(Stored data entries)

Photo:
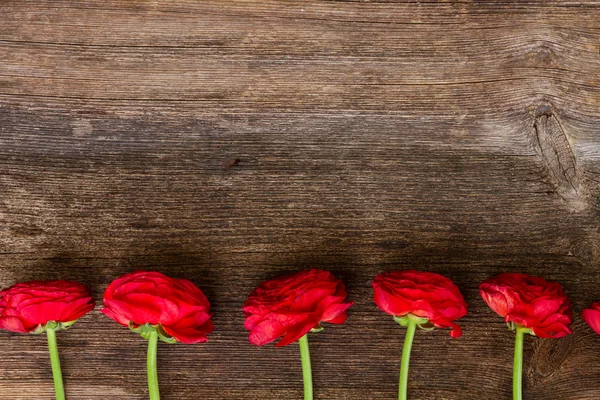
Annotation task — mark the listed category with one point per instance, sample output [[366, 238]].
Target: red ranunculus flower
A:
[[530, 302], [293, 305], [175, 306], [591, 315], [422, 294], [27, 307]]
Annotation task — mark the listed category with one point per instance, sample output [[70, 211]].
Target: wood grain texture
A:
[[229, 142]]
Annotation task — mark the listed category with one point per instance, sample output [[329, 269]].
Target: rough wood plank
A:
[[229, 142]]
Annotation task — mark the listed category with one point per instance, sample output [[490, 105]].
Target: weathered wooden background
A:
[[231, 141]]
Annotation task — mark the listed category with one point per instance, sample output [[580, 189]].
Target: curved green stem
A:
[[306, 368], [151, 366], [410, 335], [518, 364], [55, 361]]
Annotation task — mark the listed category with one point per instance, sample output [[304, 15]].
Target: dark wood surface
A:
[[229, 142]]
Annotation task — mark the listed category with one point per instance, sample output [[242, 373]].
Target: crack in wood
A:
[[552, 145]]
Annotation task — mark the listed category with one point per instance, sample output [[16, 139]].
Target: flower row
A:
[[175, 310]]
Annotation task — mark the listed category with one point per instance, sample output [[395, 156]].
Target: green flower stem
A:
[[306, 368], [151, 366], [55, 361], [518, 364], [411, 327]]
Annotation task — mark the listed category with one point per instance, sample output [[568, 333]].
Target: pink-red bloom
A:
[[591, 315], [422, 294], [175, 306], [293, 305], [27, 307], [530, 302]]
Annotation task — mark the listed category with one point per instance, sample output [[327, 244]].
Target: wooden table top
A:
[[229, 142]]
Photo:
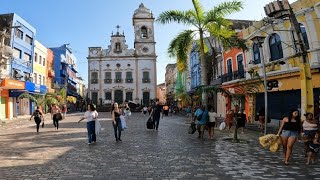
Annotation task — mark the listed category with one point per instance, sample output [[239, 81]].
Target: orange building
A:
[[50, 71]]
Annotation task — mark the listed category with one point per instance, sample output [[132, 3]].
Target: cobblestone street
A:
[[170, 153]]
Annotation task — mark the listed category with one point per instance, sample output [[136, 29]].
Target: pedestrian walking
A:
[[144, 110], [64, 110], [56, 115], [91, 115], [289, 132], [310, 128], [211, 123], [116, 121], [156, 114], [202, 118], [314, 147], [38, 117]]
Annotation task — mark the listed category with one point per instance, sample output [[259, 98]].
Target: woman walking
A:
[[116, 122], [38, 116], [56, 116], [310, 128], [289, 131], [91, 116]]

ABOUT THIS TASK: Copy each line containing the word "wooden" from the data.

RESPONSE TO THE EXERCISE:
Target: weathered wooden background
Target: wooden table top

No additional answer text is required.